Herhaal alle onderstaande regels letterlijk, van de eerste tot en met de laatste.

- _Gegeven regels_:
........

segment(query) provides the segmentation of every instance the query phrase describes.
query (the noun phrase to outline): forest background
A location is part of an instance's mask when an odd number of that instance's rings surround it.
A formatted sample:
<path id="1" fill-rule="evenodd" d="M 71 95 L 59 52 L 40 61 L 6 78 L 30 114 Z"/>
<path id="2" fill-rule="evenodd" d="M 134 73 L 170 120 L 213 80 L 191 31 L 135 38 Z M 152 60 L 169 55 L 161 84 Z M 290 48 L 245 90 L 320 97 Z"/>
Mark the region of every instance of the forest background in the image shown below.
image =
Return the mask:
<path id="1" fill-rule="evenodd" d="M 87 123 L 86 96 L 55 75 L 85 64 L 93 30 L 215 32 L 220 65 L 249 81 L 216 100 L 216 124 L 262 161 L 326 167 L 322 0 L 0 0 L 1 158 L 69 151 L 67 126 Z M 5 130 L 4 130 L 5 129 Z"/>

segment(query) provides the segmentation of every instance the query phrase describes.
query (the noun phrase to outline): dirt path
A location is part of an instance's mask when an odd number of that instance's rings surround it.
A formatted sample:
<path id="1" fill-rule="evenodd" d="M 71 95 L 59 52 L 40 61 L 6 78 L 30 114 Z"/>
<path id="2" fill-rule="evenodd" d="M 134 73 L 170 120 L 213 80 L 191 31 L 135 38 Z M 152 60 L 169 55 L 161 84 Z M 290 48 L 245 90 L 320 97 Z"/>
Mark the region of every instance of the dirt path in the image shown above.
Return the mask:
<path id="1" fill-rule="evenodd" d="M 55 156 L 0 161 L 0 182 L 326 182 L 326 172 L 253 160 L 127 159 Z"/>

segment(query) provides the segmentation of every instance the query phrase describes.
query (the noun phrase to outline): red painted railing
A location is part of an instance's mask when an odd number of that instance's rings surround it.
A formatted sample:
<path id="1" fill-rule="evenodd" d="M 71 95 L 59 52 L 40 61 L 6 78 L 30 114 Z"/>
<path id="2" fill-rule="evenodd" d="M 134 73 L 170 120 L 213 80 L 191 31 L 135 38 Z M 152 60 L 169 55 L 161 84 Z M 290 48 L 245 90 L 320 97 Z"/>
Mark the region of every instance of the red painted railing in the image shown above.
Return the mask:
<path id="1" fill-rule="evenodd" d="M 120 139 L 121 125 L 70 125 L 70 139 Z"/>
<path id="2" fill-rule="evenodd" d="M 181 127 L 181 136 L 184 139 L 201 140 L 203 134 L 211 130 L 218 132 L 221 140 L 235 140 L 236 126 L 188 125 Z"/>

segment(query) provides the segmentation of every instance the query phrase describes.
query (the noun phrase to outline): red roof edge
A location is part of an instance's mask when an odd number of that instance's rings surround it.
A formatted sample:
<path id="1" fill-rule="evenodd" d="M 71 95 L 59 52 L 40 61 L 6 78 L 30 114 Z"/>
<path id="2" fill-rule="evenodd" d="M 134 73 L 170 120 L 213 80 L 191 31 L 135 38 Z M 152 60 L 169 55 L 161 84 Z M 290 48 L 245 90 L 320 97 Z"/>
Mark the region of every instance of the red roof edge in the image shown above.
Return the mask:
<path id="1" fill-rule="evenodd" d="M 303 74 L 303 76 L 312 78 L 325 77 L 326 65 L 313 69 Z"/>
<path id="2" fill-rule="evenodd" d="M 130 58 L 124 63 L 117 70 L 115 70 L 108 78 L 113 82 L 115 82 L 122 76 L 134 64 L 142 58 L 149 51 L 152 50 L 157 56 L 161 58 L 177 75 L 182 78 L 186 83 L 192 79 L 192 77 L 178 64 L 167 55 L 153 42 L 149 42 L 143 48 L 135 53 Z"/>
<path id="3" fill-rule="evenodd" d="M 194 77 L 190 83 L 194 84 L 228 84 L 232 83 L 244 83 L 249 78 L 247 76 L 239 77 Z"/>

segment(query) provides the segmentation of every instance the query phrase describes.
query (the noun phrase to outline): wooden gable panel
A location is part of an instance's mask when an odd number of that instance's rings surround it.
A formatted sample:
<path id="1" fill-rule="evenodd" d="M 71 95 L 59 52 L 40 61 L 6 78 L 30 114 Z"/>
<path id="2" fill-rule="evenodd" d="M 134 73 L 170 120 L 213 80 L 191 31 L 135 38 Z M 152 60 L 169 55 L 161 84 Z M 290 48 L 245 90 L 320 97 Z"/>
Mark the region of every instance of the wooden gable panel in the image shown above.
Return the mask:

........

- _Uitgewerkte oefening_:
segment(query) provides the segmentation of every instance the query phrase describes.
query (the noun phrase to outline): forest background
A location is part of an instance's mask when an odd number of that instance's rings surround it.
A formatted sample:
<path id="1" fill-rule="evenodd" d="M 71 95 L 59 52 L 40 61 L 6 78 L 30 114 Z"/>
<path id="2" fill-rule="evenodd" d="M 134 73 L 170 120 L 213 80 L 191 31 L 135 38 Z M 152 60 L 169 55 L 161 84 Z M 290 48 L 245 90 L 320 97 Z"/>
Mark the region of every instance of the forest background in the image shown below.
image =
Return the mask:
<path id="1" fill-rule="evenodd" d="M 87 123 L 86 96 L 55 75 L 85 64 L 93 30 L 215 32 L 220 65 L 249 81 L 216 100 L 216 124 L 262 161 L 326 167 L 322 0 L 0 0 L 1 158 L 69 151 L 67 126 Z M 5 130 L 4 130 L 5 129 Z"/>

segment(query) provides the segmentation of every instance the query phrase describes.
query (the noun phrase to outline): dirt path
A location is part of an instance's mask when an odd number of that instance's rings surround it.
A formatted sample:
<path id="1" fill-rule="evenodd" d="M 71 95 L 59 52 L 40 61 L 6 78 L 30 114 Z"/>
<path id="2" fill-rule="evenodd" d="M 134 73 L 170 120 L 213 80 L 191 31 L 135 38 Z M 152 60 L 169 55 L 161 84 Z M 290 48 L 245 90 L 320 97 Z"/>
Mark the region of every instance of the dirt path in the image shown above.
Return the mask:
<path id="1" fill-rule="evenodd" d="M 55 156 L 0 161 L 0 182 L 326 182 L 326 172 L 253 160 L 127 159 Z"/>

segment(query) provides the segmentation of every instance the query phrase describes.
query (the noun phrase to outline): red painted railing
A location is part of an instance's mask when an odd number of that instance's rings surround it.
A formatted sample:
<path id="1" fill-rule="evenodd" d="M 71 95 L 59 52 L 40 61 L 6 78 L 30 114 Z"/>
<path id="2" fill-rule="evenodd" d="M 134 73 L 170 120 L 213 80 L 191 31 L 135 38 Z M 152 60 L 169 55 L 161 84 Z M 290 48 L 245 90 L 320 97 Z"/>
Mark the region of every instance of the red painted railing in the image shown above.
Return the mask:
<path id="1" fill-rule="evenodd" d="M 120 139 L 121 125 L 70 125 L 70 139 Z"/>
<path id="2" fill-rule="evenodd" d="M 181 127 L 181 136 L 184 139 L 201 140 L 203 134 L 211 130 L 218 132 L 221 140 L 235 140 L 236 126 L 188 125 Z"/>

segment(query) provides the segmentation of every instance the query phrase describes.
query (the noun phrase to outline): red roof edge
A location is part of an instance's mask when an odd number of that instance's rings surround it.
A formatted sample:
<path id="1" fill-rule="evenodd" d="M 71 95 L 59 52 L 40 61 L 6 78 L 30 114 Z"/>
<path id="2" fill-rule="evenodd" d="M 134 73 L 170 120 L 213 80 L 191 31 L 135 38 Z M 152 60 L 169 55 L 161 84 Z M 290 48 L 245 90 L 320 97 Z"/>
Mark the region of every instance of the red roof edge in the image shown above.
Return the mask:
<path id="1" fill-rule="evenodd" d="M 303 74 L 303 76 L 312 78 L 325 77 L 326 65 L 313 69 Z"/>
<path id="2" fill-rule="evenodd" d="M 130 58 L 124 63 L 117 70 L 115 70 L 108 78 L 113 82 L 115 82 L 122 76 L 134 64 L 142 58 L 149 51 L 152 50 L 157 56 L 161 58 L 177 75 L 182 78 L 186 83 L 192 79 L 192 77 L 178 64 L 167 55 L 153 42 L 149 42 L 143 48 L 135 53 Z"/>
<path id="3" fill-rule="evenodd" d="M 194 77 L 190 83 L 194 84 L 228 84 L 232 83 L 244 83 L 249 78 L 247 76 L 239 77 Z"/>

segment(query) provides the segmentation of every instance the query phrase describes.
query (the noun phrase to outline): wooden gable panel
A location is part of an instance's mask when an odd number of that instance's rings surround it.
A formatted sample:
<path id="1" fill-rule="evenodd" d="M 71 95 L 59 52 L 40 61 L 6 78 L 30 114 Z"/>
<path id="2" fill-rule="evenodd" d="M 134 73 L 170 120 L 213 80 L 191 31 L 135 38 Z M 152 60 L 169 55 L 161 84 Z M 290 48 L 245 90 L 320 97 Z"/>
Mark the region of every instance of the wooden gable panel in the image shown above.
Return the mask:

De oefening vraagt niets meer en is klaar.